- What is needed
Give back exactly the lines running from the line with "Annotation task: put one keypoint on every instance of the tall" to the end of the entries, and only those lines.
[Given records — start]
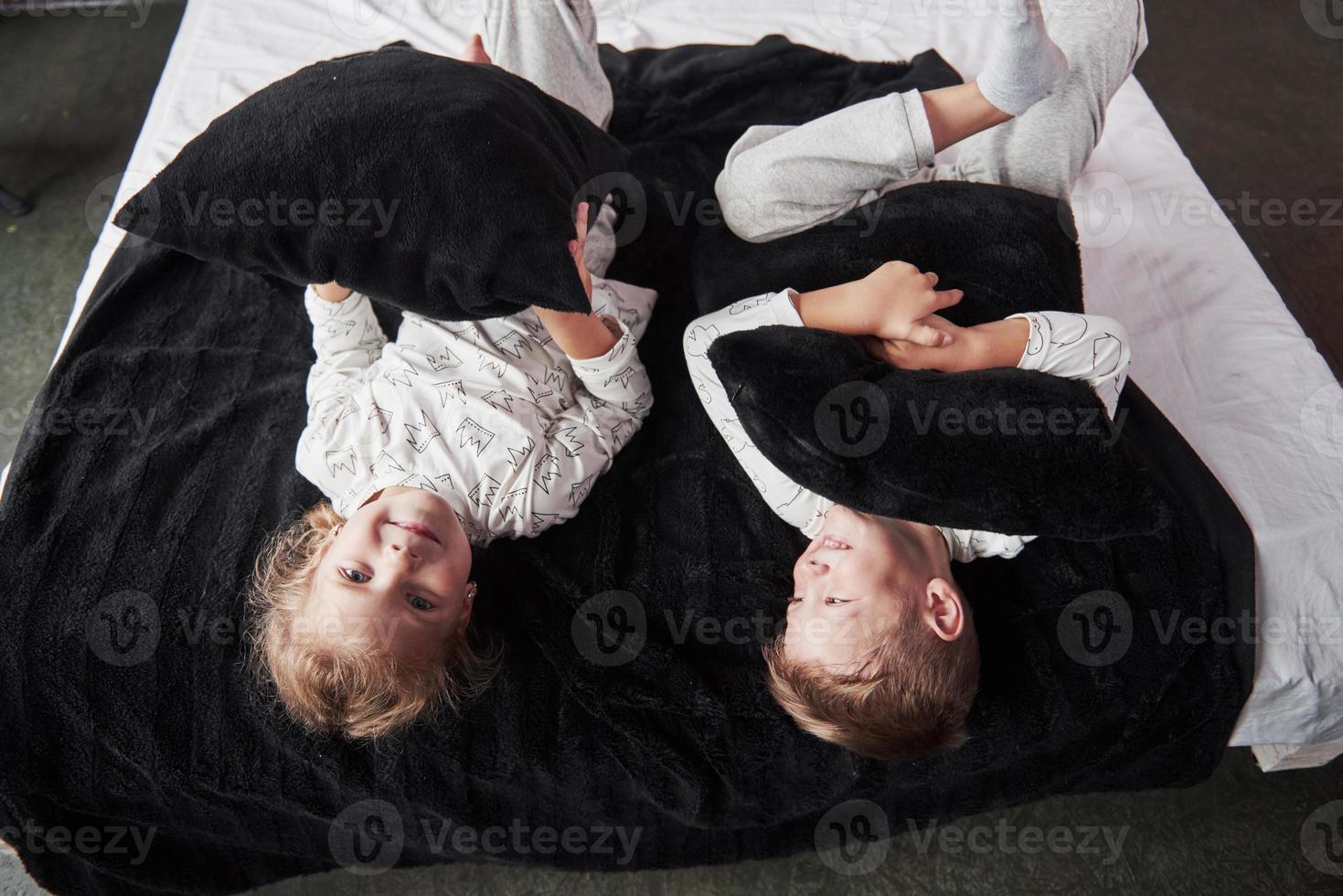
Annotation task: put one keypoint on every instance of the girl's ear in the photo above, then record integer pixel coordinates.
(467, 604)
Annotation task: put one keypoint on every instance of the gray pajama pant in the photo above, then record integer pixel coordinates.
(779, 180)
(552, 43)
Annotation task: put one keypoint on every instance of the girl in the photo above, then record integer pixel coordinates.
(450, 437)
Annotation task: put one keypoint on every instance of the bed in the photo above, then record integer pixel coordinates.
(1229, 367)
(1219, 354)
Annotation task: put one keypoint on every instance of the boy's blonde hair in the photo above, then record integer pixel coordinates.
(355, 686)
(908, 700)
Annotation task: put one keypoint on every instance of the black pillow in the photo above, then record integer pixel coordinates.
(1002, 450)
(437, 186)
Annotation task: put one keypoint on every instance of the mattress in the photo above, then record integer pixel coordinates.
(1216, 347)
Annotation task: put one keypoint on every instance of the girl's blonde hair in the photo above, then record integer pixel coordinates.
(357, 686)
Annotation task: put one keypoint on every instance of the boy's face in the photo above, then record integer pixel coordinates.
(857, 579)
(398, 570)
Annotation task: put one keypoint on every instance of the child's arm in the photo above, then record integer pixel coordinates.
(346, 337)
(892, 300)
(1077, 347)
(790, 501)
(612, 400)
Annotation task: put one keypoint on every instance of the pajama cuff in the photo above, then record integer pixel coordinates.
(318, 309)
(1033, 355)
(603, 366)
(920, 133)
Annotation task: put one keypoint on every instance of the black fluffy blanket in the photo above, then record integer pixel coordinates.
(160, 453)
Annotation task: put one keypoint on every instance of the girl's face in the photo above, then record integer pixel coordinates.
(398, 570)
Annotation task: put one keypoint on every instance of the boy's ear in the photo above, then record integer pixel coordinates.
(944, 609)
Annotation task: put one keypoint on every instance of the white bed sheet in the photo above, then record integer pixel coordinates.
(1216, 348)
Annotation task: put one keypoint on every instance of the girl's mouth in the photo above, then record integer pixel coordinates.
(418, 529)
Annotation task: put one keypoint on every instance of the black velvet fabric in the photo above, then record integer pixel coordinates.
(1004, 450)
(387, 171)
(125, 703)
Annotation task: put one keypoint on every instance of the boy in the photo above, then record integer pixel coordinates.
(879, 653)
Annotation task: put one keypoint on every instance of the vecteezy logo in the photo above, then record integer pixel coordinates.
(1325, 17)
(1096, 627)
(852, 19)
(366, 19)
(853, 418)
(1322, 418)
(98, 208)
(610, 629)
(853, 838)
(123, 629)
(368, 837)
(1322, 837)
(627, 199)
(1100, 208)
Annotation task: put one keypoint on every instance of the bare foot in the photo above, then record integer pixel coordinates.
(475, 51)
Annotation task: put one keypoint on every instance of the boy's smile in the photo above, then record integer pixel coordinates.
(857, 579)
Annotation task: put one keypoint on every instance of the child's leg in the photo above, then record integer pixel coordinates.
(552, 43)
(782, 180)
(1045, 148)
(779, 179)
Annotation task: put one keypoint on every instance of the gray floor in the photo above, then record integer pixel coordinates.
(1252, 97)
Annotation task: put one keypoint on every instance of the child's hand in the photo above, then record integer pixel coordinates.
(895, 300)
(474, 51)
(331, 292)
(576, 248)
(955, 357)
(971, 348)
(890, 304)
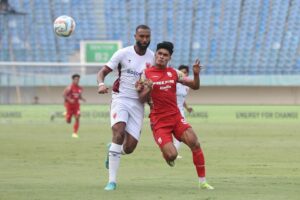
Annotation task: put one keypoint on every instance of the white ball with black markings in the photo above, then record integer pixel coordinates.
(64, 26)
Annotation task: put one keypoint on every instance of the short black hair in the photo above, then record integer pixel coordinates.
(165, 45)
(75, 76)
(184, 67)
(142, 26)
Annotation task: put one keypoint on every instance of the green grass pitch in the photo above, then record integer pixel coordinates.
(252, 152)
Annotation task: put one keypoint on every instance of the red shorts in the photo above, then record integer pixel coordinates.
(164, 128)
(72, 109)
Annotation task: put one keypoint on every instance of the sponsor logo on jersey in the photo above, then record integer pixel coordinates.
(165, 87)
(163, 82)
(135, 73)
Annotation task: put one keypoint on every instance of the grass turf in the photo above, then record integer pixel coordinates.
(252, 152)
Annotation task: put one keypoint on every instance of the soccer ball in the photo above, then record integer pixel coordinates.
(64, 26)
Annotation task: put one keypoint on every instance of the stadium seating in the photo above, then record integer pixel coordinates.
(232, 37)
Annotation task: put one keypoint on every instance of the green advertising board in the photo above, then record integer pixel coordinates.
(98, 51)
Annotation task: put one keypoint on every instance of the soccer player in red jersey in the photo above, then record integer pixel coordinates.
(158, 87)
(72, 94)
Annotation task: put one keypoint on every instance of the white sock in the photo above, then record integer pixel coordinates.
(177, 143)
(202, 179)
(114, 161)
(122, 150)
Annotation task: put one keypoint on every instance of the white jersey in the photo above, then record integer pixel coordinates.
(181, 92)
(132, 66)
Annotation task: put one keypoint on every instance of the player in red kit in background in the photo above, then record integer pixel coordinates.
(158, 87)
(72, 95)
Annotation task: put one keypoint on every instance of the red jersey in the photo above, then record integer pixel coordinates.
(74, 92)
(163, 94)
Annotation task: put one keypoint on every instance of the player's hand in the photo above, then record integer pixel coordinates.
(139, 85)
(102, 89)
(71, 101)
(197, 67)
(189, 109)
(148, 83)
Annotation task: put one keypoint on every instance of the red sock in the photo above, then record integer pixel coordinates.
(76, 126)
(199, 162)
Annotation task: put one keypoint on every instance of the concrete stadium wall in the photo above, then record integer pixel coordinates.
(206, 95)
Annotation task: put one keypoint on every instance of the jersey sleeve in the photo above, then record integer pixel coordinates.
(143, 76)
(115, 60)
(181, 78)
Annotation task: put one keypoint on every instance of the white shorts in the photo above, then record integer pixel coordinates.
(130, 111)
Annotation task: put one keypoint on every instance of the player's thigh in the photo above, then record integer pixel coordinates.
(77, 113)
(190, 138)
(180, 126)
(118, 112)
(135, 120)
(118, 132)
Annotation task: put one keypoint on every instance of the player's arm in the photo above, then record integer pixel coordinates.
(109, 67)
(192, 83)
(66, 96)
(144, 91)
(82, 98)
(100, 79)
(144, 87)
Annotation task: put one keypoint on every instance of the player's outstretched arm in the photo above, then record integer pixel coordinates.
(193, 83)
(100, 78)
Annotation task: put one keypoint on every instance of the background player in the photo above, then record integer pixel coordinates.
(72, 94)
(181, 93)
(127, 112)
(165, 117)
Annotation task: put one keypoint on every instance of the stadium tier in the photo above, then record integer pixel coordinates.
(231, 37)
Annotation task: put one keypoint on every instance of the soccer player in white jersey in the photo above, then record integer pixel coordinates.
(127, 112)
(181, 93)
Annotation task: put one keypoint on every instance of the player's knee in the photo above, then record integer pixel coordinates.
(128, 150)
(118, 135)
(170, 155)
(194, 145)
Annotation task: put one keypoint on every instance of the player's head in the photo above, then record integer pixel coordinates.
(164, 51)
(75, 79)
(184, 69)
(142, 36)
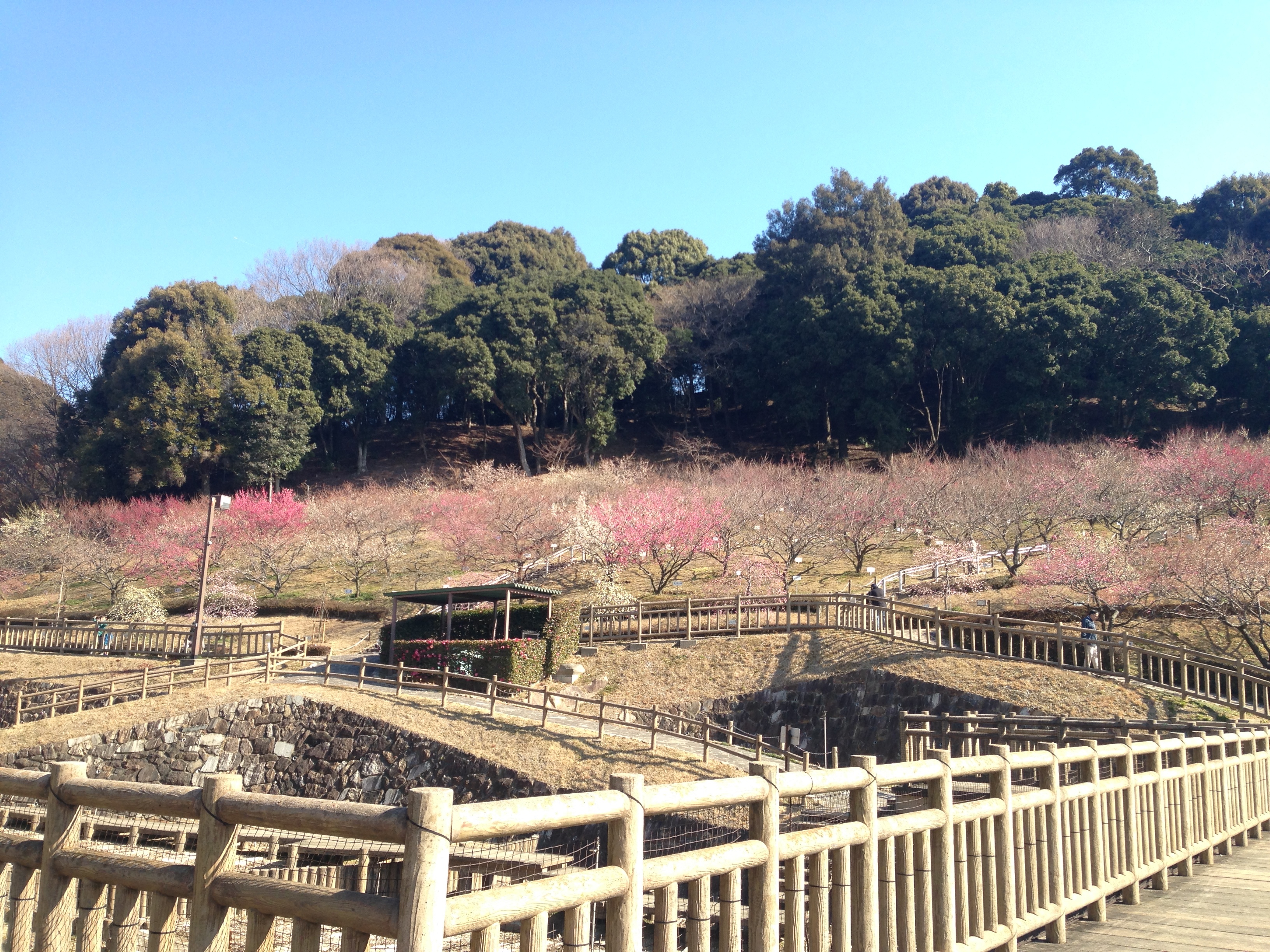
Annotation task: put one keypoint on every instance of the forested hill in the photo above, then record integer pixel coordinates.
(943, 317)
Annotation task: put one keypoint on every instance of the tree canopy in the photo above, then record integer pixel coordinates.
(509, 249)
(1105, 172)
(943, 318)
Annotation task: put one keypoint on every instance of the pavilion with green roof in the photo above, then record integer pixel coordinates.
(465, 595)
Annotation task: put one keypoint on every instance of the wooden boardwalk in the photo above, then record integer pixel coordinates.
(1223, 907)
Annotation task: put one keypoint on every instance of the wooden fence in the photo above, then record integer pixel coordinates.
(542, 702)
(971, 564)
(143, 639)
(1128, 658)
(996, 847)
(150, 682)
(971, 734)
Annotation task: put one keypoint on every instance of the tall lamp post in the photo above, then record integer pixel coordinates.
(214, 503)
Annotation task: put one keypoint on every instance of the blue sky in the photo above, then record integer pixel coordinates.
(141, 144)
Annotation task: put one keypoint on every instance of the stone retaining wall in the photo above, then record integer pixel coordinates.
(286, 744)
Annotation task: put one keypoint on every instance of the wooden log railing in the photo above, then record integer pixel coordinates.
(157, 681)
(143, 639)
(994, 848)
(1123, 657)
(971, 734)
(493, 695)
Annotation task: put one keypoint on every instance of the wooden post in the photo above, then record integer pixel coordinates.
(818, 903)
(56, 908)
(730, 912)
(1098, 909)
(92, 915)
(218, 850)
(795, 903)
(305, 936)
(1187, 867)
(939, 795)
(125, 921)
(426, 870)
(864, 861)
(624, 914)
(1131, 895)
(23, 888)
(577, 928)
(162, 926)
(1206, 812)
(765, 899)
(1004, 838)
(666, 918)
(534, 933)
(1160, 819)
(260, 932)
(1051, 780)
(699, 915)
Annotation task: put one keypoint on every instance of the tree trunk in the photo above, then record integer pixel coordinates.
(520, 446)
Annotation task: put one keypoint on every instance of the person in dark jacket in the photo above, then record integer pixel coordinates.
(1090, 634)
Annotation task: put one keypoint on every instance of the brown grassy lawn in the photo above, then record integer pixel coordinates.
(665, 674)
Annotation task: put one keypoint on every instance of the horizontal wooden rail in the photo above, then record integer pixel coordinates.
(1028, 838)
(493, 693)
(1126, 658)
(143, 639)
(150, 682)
[Given records — finish]
- Final answer
Annotation task: put one keypoint on every instance of the tall lamp post in the photo above, then record integer pixel coordinates.
(214, 503)
Annotation task: put one keypoint on every instance of the blue sky in the photo above, then record integer pixel coordinates.
(141, 144)
Annotation task: put one keypoint on every instance of the stone retaining wall in the photo above, then record integer pixel coordinates.
(286, 744)
Annotation task: put one keypoint on every instance of the wooden log railing in the photo above, then record integer pixel coordinates.
(157, 681)
(143, 639)
(994, 848)
(1123, 657)
(971, 734)
(493, 695)
Annotation task: put one keypoint on every instance of the wooden post in the photo above, then record integer pixel coordinates.
(818, 903)
(56, 908)
(730, 912)
(1098, 909)
(92, 915)
(218, 850)
(795, 903)
(305, 936)
(1187, 867)
(939, 795)
(125, 921)
(426, 870)
(864, 861)
(624, 914)
(1131, 895)
(23, 888)
(577, 928)
(162, 926)
(1206, 812)
(765, 899)
(1004, 838)
(666, 918)
(534, 933)
(1160, 819)
(260, 932)
(1051, 780)
(699, 915)
Annotation task: put one keypoint on every instance of the tree trunk in the photo above, then record integer pixel coordinates.
(520, 446)
Annotation task: put one keypoint on every instance of the person in dark jacket in the photo above, then record integer pixel coordinates.
(1090, 634)
Annotation task: put one keypoint on every instance of the brown grassy lawn in the photo above, then record integer pixel coordinates.
(665, 674)
Annotation task: put one keypoint on every instance of the horizontal wooden rail in the photo above, then record integer pixel coordinates.
(1028, 838)
(493, 693)
(1126, 658)
(143, 639)
(150, 682)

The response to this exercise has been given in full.